Copy the material below word for word, from its first line through the line containing "[546,33,640,81]", including both of those lines.

RECORDED INFORMATION:
**********
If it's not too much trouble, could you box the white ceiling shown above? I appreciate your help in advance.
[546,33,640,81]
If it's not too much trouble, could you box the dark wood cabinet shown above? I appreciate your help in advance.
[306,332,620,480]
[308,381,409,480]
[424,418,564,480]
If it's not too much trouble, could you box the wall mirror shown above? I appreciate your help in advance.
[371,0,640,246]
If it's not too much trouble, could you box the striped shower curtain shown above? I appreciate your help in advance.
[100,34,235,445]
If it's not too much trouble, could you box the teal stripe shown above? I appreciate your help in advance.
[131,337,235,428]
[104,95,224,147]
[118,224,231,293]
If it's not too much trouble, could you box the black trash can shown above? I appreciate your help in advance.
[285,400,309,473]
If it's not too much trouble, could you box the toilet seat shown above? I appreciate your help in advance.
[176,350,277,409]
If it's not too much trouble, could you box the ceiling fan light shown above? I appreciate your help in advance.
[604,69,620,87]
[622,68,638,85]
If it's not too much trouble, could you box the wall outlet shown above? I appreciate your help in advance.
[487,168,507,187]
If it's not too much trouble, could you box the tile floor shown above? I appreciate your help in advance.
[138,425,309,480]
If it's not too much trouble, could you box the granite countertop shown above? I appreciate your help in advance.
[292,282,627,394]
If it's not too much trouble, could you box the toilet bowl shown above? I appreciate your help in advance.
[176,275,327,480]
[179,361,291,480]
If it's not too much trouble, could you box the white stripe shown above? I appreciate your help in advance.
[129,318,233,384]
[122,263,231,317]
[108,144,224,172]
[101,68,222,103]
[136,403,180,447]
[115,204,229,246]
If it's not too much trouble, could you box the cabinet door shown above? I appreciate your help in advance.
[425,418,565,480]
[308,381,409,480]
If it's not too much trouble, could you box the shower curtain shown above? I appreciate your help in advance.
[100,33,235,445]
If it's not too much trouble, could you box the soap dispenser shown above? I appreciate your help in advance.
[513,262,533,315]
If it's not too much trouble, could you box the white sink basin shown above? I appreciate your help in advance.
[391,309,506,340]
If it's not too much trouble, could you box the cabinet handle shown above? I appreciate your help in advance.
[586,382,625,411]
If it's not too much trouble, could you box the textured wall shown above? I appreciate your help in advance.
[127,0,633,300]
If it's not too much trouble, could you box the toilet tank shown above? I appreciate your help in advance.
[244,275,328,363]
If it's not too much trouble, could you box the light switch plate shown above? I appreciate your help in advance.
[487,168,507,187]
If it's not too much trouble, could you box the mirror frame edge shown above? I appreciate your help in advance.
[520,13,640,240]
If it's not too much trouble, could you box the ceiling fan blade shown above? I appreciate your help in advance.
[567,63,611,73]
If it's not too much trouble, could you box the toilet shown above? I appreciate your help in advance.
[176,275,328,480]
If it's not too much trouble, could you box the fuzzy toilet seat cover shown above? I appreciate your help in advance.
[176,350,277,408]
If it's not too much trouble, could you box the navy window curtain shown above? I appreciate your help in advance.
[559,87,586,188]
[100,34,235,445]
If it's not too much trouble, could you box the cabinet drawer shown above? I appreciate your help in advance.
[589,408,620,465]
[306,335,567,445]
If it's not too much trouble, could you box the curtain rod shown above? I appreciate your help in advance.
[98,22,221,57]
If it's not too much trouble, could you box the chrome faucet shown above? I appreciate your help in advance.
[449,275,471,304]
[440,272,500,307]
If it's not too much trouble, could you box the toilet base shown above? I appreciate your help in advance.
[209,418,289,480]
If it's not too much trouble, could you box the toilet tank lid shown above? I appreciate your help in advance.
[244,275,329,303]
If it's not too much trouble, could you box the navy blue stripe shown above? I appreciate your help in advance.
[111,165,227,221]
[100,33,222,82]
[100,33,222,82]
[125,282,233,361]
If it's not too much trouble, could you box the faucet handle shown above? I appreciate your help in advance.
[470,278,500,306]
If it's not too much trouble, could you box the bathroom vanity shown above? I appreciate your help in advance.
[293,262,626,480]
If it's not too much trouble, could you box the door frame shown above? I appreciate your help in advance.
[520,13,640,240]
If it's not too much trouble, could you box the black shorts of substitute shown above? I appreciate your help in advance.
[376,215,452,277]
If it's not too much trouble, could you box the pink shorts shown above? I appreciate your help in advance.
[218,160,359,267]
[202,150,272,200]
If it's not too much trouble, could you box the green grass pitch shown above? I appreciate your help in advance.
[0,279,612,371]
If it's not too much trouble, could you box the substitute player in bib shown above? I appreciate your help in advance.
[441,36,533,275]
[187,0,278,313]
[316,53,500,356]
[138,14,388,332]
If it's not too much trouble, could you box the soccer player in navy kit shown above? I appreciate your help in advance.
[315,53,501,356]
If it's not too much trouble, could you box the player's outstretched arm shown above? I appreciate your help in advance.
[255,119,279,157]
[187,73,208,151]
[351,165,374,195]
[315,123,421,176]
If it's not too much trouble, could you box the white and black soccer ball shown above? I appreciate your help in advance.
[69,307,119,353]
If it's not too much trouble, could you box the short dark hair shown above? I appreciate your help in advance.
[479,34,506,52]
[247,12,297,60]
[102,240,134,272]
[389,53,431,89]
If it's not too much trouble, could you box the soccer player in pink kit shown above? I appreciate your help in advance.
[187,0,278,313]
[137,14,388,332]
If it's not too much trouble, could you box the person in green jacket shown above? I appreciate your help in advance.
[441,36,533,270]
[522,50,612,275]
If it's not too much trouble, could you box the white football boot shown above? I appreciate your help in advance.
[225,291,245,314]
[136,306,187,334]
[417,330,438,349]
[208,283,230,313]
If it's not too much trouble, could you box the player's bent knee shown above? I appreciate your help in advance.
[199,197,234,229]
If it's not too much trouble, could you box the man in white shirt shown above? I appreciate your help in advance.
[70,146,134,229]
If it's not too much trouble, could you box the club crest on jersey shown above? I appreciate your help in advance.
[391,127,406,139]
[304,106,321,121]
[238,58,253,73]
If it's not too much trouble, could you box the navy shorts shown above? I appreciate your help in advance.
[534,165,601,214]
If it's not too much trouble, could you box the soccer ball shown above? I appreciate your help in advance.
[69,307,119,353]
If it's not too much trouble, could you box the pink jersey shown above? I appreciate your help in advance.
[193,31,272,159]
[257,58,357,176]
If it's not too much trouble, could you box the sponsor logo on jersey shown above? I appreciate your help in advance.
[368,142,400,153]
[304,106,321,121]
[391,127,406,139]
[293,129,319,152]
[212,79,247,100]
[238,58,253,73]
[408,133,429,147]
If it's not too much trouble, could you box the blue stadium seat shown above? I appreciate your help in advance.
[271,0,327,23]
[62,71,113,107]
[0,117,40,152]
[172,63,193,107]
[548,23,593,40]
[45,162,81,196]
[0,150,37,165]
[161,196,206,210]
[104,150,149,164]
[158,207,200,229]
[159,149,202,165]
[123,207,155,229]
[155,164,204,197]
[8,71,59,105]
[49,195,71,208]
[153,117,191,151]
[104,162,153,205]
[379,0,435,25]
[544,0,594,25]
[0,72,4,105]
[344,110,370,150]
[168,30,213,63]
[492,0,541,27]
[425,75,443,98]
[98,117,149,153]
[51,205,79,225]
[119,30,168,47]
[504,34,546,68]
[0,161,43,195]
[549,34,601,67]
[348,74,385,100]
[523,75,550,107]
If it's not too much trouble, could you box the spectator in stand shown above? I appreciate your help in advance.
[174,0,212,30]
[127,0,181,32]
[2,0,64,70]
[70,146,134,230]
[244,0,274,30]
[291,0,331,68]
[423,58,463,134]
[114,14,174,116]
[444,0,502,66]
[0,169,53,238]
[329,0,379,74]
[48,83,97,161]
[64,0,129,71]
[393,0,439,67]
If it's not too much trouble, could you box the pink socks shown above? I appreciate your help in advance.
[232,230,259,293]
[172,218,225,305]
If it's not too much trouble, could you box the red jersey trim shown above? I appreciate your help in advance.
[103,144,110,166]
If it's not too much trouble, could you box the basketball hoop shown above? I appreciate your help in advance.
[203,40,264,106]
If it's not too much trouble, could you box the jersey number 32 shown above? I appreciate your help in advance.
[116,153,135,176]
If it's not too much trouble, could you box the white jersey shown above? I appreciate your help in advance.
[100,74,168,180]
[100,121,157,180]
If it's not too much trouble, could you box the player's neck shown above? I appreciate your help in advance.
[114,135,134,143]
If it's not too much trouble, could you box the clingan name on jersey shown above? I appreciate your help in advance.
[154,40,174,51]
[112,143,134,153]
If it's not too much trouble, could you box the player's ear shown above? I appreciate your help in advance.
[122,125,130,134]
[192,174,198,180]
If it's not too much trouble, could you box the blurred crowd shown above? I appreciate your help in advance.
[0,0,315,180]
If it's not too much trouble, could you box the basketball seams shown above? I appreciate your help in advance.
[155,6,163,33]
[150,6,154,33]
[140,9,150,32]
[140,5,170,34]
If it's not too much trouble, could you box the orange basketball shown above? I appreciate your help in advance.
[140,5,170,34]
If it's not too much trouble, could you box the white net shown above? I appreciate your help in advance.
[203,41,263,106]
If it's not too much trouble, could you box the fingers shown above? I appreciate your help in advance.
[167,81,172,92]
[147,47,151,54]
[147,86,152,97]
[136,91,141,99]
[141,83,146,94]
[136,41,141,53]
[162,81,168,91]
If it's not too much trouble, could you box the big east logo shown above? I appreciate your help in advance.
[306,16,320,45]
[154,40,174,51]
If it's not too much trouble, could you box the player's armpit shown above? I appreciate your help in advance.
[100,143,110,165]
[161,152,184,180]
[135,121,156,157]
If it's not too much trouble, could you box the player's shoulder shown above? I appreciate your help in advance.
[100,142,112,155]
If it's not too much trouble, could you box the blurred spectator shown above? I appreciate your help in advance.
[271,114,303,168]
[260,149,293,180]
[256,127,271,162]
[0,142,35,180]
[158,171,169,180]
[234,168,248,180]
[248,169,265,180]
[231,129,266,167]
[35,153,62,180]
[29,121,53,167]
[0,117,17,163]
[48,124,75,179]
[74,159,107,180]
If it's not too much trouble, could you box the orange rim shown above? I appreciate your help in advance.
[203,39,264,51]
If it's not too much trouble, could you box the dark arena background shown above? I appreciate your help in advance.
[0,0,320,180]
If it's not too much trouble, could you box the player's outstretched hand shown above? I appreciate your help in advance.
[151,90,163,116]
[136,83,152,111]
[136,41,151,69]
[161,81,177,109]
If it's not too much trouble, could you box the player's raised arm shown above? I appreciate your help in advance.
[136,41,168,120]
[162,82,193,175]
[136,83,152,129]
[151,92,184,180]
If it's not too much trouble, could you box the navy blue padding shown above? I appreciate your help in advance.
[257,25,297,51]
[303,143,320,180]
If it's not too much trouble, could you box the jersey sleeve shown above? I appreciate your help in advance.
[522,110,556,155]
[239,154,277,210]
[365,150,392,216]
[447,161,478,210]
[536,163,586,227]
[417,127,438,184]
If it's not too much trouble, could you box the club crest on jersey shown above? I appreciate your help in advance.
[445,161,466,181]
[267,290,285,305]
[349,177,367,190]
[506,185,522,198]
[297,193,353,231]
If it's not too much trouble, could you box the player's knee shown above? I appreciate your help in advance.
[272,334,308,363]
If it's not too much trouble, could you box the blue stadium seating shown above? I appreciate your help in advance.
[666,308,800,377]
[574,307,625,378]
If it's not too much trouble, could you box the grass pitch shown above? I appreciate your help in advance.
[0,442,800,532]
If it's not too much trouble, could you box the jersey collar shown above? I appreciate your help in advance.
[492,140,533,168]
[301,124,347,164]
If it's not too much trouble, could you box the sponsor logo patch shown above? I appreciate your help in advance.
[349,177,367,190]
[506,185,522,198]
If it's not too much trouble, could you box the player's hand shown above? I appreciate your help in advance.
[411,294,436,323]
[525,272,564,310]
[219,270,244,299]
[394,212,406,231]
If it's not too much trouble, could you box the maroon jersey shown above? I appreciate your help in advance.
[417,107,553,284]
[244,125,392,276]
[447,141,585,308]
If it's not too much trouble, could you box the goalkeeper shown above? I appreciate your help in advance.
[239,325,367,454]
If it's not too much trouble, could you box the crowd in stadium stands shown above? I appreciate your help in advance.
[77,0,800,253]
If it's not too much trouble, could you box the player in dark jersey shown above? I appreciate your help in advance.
**********
EXERCISE ANSWER:
If it's not too much trouble, could you box the white ceiling shown above? I appreciate your help in advance.
[546,33,640,81]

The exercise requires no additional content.